PASSAGE PROVIDED:

──────

# Cleaning a breach plug



## Peck (Feb 1, 2004)

What is the best way to clean the breach plug in my T/C Omega? I soak the plug in solvent and scrub it with an old tooth brush. I then blow it out with compressed air. I still do not believe the inside of the plug gets clean. Is there a special brush that will fit inside they plug? What works best?
Thanks


----------



## Pier Pressure (Dec 21, 2008)

I've always used pipe cleaners dipped in solvent.


----------



## Anderson (May 17, 2005)

I use the TC #13 solvent and a Q-tip and have never had problem. Just pour some in the plug recess and let it drain through. I then use the Q-tip and the powder residue wipes right off. Hold the plug up to the light to make sure I can see light through the hole and all's good in the hood.

Tim


----------



## giver108 (Nov 24, 2004)

──────

WRITTEN EXERCISE A: Switch "tight boxes" to "snug boxes" throughout the listing and write out its lines again with nothing else changed, leaving out the pictures.
The forum thread and the listing that comes after it are separate material.

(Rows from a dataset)
──────

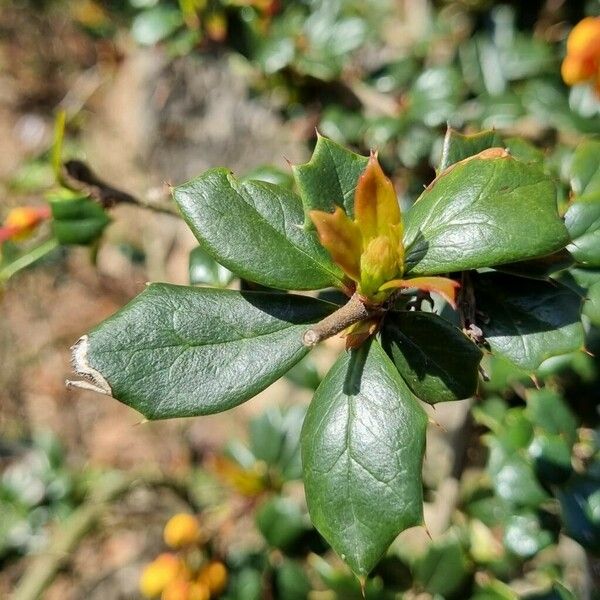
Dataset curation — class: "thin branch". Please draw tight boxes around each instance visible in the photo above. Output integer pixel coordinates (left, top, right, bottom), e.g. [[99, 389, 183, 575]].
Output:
[[302, 293, 385, 347], [62, 160, 179, 215]]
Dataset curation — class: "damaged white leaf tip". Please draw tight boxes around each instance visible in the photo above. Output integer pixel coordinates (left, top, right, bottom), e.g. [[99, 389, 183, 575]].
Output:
[[66, 335, 112, 396]]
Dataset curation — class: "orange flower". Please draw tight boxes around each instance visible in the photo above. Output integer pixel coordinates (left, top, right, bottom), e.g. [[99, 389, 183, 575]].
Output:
[[0, 206, 50, 243], [163, 513, 200, 548], [309, 153, 459, 308], [161, 579, 210, 600], [139, 553, 186, 598], [561, 17, 600, 94]]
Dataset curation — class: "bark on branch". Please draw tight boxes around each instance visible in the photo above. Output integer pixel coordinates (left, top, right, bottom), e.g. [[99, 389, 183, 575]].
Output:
[[302, 293, 385, 348], [62, 160, 179, 215]]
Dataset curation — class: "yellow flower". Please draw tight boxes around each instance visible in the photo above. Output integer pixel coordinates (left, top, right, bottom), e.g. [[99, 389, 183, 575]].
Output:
[[309, 153, 458, 308], [163, 513, 200, 548], [198, 560, 227, 596], [139, 553, 185, 598], [561, 17, 600, 93], [161, 579, 210, 600]]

──────

WRITTEN EXERCISE B: From the forum thread, copy everything from "I use the TC" down to "in the hood.".

FINAL ANSWER A:
Dataset curation — class: "thin branch". Please draw snug boxes around each instance visible in the photo above. Output integer pixel coordinates (left, top, right, bottom), e.g. [[99, 389, 183, 575]].
Output:
[[302, 293, 385, 347], [62, 160, 179, 215]]
Dataset curation — class: "damaged white leaf tip". Please draw snug boxes around each instance visible in the photo above. Output integer pixel coordinates (left, top, right, bottom), e.g. [[99, 389, 183, 575]].
Output:
[[66, 335, 112, 396]]
Dataset curation — class: "orange flower". Please draw snug boxes around each instance visible in the photo above. Output integer pixel coordinates (left, top, right, bottom), e.g. [[99, 389, 183, 575]].
Output:
[[0, 206, 50, 243], [163, 513, 200, 548], [309, 153, 459, 308], [161, 579, 210, 600], [139, 553, 186, 598], [561, 17, 600, 94]]
Dataset curation — class: "bark on branch". Please draw snug boxes around each instance visible in the photo above. Output integer pixel coordinates (left, top, right, bottom), e.g. [[99, 389, 183, 575]].
Output:
[[302, 293, 385, 348], [62, 160, 179, 215]]
Dataset curation — class: "yellow flower". Please draw snug boxes around each instance visible in the photo above. Output integer pixel coordinates (left, top, right, bottom), e.g. [[99, 389, 183, 575]].
Output:
[[309, 153, 458, 308], [163, 513, 200, 548], [198, 560, 227, 596], [139, 553, 185, 598], [561, 17, 600, 93], [161, 579, 210, 600]]

FINAL ANSWER B:
I use the TC #13 solvent and a Q-tip and have never had problem. Just pour some in the plug recess and let it drain through. I then use the Q-tip and the powder residue wipes right off. Hold the plug up to the light to make sure I can see light through the hole and all's good in the hood.